● **Given instruction**
Turn the portion of the material that opens with the line containing "# point at: plant" and continues to the end of the material into a Markdown table with the columns "Row" and "Line", omitting any blank lines. Place the row number under "Row" and the full line under "Line".

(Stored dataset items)
· · ·
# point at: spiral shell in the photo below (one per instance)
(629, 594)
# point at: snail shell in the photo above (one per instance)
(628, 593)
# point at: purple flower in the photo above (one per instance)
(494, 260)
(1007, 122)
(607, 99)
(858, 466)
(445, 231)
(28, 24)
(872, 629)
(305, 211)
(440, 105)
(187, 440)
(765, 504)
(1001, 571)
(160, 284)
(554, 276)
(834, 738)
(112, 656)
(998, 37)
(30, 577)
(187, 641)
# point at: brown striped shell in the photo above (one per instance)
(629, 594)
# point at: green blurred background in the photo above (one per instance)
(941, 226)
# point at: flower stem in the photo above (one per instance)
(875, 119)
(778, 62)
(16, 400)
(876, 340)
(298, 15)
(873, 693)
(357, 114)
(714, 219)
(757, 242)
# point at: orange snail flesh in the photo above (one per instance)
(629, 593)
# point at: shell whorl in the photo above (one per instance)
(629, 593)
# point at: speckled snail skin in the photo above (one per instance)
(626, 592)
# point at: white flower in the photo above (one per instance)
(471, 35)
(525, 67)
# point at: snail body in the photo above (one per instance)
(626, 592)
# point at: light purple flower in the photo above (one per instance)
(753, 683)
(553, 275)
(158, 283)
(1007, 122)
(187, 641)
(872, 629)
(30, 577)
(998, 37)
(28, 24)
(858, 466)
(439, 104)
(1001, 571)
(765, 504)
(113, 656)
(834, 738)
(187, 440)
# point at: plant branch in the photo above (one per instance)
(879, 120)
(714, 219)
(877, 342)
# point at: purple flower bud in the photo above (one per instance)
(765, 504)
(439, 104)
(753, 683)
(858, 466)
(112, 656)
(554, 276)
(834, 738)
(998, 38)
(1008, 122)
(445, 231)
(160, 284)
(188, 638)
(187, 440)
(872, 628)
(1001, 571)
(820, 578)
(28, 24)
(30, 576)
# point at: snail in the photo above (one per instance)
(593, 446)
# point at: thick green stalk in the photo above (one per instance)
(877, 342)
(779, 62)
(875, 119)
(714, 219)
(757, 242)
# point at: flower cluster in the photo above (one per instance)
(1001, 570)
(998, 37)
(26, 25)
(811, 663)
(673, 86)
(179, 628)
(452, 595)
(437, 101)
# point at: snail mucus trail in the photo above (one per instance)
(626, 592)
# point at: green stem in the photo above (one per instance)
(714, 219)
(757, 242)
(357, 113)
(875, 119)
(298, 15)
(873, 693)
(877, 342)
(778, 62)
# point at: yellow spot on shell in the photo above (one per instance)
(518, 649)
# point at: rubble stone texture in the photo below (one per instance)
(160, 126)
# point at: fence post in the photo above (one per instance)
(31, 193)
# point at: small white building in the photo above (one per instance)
· · ·
● **Result**
| Row | Line |
|---|---|
| 1 | # point at: plant branch in the photo above (one per instance) |
| 2 | (879, 120) |
| 3 | (714, 219) |
| 4 | (877, 342) |
| 5 | # point at: purple flower bud in the photo above (one per instance) |
| 6 | (765, 504) |
| 7 | (439, 104) |
| 8 | (753, 683) |
| 9 | (858, 466) |
| 10 | (112, 656) |
| 11 | (554, 276) |
| 12 | (834, 738) |
| 13 | (998, 38) |
| 14 | (1008, 122) |
| 15 | (445, 231) |
| 16 | (160, 284) |
| 17 | (188, 638) |
| 18 | (187, 440) |
| 19 | (872, 628) |
| 20 | (1001, 571) |
| 21 | (820, 578) |
| 22 | (28, 24) |
| 23 | (30, 576) |
| 24 | # point at: snail in the photo above (one per instance) |
| 25 | (593, 446) |
| 26 | # point at: thick green stalk in the photo above (one per instance) |
| 27 | (877, 342) |
| 28 | (779, 62) |
| 29 | (875, 119) |
| 30 | (714, 219) |
| 31 | (757, 242) |
| 32 | # point at: flower cluster in the photo above (one per instance) |
| 33 | (1001, 570) |
| 34 | (998, 37) |
| 35 | (26, 25) |
| 36 | (811, 663) |
| 37 | (673, 86) |
| 38 | (179, 628) |
| 39 | (452, 595) |
| 40 | (437, 101) |
| 41 | # point at: snail mucus trail in the photo above (one per instance) |
| 42 | (626, 592) |
| 43 | # point at: green stem in the photo above (one per instance) |
| 44 | (714, 219) |
| 45 | (757, 242) |
| 46 | (357, 113) |
| 47 | (875, 119) |
| 48 | (298, 15) |
| 49 | (873, 693) |
| 50 | (877, 342) |
| 51 | (778, 62) |
| 52 | # point at: yellow spot on shell in the photo above (one per instance) |
| 53 | (518, 649) |
| 54 | # point at: rubble stone texture in the photo below (one per instance) |
| 55 | (160, 126) |
| 56 | # point at: fence post in the photo above (one per instance) |
| 57 | (31, 193) |
| 58 | # point at: small white building in the photo above (one per instance) |